Excerpts from point annotation data:
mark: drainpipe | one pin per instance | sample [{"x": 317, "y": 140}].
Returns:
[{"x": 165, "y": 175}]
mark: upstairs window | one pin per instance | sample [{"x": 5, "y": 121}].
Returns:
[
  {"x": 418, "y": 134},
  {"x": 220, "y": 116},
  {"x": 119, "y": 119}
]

- WHAT THE TASK ASKS -
Please edit the listing above by changing every "instance" to "object" and leaving all other text as it is.

- EXERCISE ANSWER -
mark: drainpipe | one pin per object | sample [{"x": 317, "y": 140}].
Returns:
[{"x": 165, "y": 175}]
mark: upstairs window | one pin per object | sample [{"x": 5, "y": 121}].
Returns:
[
  {"x": 418, "y": 134},
  {"x": 220, "y": 116},
  {"x": 119, "y": 119}
]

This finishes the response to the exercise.